• Task brief: Present each line of the listing below as a row in a Markdown table with two columns, Row and Line, where Row holds the row number, and skip any blank lines.

------

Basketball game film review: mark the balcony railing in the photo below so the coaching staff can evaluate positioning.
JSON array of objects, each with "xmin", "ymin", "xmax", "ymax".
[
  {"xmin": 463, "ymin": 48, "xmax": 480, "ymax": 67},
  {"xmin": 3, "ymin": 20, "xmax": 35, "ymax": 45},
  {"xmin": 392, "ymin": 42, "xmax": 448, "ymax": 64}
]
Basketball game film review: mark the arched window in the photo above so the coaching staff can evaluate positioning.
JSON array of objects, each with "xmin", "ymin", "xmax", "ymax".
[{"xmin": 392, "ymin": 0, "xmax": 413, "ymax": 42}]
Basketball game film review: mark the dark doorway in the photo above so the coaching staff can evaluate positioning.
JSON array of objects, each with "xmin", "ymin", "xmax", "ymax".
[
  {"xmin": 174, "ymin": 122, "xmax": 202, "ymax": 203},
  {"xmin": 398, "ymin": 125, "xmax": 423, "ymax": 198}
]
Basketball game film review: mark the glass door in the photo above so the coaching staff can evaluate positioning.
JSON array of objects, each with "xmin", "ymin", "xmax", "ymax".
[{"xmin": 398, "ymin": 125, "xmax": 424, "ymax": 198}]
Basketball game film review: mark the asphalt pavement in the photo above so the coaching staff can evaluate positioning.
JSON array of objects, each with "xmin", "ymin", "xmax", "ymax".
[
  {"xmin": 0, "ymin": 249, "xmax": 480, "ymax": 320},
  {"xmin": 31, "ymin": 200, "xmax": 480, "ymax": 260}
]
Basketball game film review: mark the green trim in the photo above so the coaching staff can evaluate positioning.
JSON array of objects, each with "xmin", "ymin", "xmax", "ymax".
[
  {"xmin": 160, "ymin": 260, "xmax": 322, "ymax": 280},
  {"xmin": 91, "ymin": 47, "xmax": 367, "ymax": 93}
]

------

• Final result:
| Row | Line |
|---|---|
| 1 | Basketball game film review: mark the balcony railing in the photo below so the coaching staff can evaluate positioning. |
| 2 | JSON array of objects, each with "xmin", "ymin", "xmax", "ymax". |
| 3 | [ |
| 4 |   {"xmin": 463, "ymin": 48, "xmax": 480, "ymax": 67}, |
| 5 |   {"xmin": 3, "ymin": 20, "xmax": 35, "ymax": 45}, |
| 6 |   {"xmin": 392, "ymin": 42, "xmax": 448, "ymax": 64} |
| 7 | ] |
| 8 | Basketball game film review: mark the arched window in the photo above so the coaching staff can evaluate positioning. |
| 9 | JSON array of objects, each with "xmin", "ymin", "xmax", "ymax". |
| 10 | [{"xmin": 392, "ymin": 0, "xmax": 413, "ymax": 42}] |
| 11 | Basketball game film review: mark the dark doorway in the photo above so the coaching staff can evaluate positioning. |
| 12 | JSON array of objects, each with "xmin", "ymin", "xmax", "ymax". |
| 13 | [ |
| 14 |   {"xmin": 174, "ymin": 122, "xmax": 202, "ymax": 203}, |
| 15 |   {"xmin": 398, "ymin": 125, "xmax": 423, "ymax": 198} |
| 16 | ] |
| 17 | Basketball game film review: mark the glass door in the photo above so the coaching staff can evaluate positioning. |
| 18 | JSON array of objects, each with "xmin", "ymin", "xmax", "ymax". |
| 19 | [{"xmin": 398, "ymin": 125, "xmax": 424, "ymax": 198}] |
| 20 | Basketball game film review: mark the asphalt pavement in the photo above so the coaching staff can evaluate positioning. |
| 21 | JSON array of objects, each with "xmin", "ymin", "xmax", "ymax". |
| 22 | [ |
| 23 |   {"xmin": 0, "ymin": 249, "xmax": 480, "ymax": 320}, |
| 24 |   {"xmin": 31, "ymin": 200, "xmax": 480, "ymax": 260} |
| 25 | ] |
| 26 | Basketball game film review: mark the green trim in the photo above so the coaching staff can evaluate positioning. |
| 27 | JSON array of objects, each with "xmin", "ymin", "xmax", "ymax". |
| 28 | [ |
| 29 |   {"xmin": 160, "ymin": 260, "xmax": 322, "ymax": 280}, |
| 30 |   {"xmin": 91, "ymin": 47, "xmax": 367, "ymax": 93} |
| 31 | ] |